- TASK DIRECTIONS:
Reproduce every line of the data below verbatim, omitting the pictures.

--- INPUT ROWS ---

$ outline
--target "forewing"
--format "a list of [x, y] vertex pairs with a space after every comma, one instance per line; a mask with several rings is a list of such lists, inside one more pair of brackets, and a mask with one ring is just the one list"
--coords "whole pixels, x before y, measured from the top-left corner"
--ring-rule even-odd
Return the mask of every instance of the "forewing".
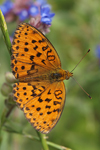
[[21, 23], [16, 29], [11, 49], [11, 67], [17, 79], [61, 67], [59, 56], [49, 40], [27, 23]]

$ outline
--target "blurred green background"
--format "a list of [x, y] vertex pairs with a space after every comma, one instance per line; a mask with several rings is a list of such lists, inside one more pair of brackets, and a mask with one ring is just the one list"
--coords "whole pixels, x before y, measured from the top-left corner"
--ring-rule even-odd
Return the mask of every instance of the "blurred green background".
[[[55, 17], [47, 35], [56, 48], [62, 68], [71, 71], [90, 48], [90, 53], [74, 70], [74, 78], [91, 95], [92, 100], [73, 79], [65, 82], [66, 103], [56, 127], [47, 135], [48, 140], [72, 150], [100, 150], [100, 66], [96, 46], [100, 44], [99, 0], [49, 0]], [[16, 28], [8, 24], [9, 34]], [[0, 88], [5, 73], [11, 71], [10, 56], [0, 30]], [[0, 93], [0, 117], [5, 108], [5, 97]], [[36, 135], [23, 112], [14, 109], [8, 123], [13, 128]], [[1, 150], [40, 150], [41, 143], [22, 135], [1, 131]], [[50, 150], [55, 150], [50, 147]]]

---

- CORRECT ANSWER:
$ outline
--target "forewing"
--format "a list of [x, y] vertex pairs with a space after every comma, one instance per line; a mask with several rings is a list of such lists, inside one more pair of brackets, and a mask with one ring is just the one list"
--coords "whole pixels, x before y, measured from the top-left corner"
--ring-rule even-odd
Return the mask of every instance of the "forewing".
[[21, 23], [16, 29], [11, 49], [11, 67], [17, 79], [61, 67], [59, 56], [49, 40], [27, 23]]

$ outline
--target "blurred green background"
--format "a list of [x, y] vertex pairs with a space after every comma, one instance per line; a mask with several rings is a list of such lists, inside one more pair of brackets, and a mask with one ring is just the one list"
--coords "whole pixels, x before y, measured from the top-left corner"
--ring-rule even-odd
Return the mask of every instance of the "blurred green background".
[[[55, 17], [47, 35], [56, 48], [62, 68], [71, 71], [90, 48], [90, 53], [74, 70], [74, 78], [91, 95], [92, 100], [73, 79], [65, 82], [66, 103], [56, 127], [47, 135], [48, 140], [72, 150], [100, 150], [100, 66], [96, 46], [100, 44], [99, 0], [49, 0]], [[16, 28], [8, 24], [9, 34]], [[0, 88], [5, 73], [11, 71], [10, 56], [0, 30]], [[0, 93], [0, 117], [5, 108], [5, 97]], [[36, 135], [23, 112], [14, 109], [8, 123], [13, 128]], [[1, 150], [40, 150], [41, 143], [22, 135], [1, 131]], [[50, 150], [55, 150], [50, 147]]]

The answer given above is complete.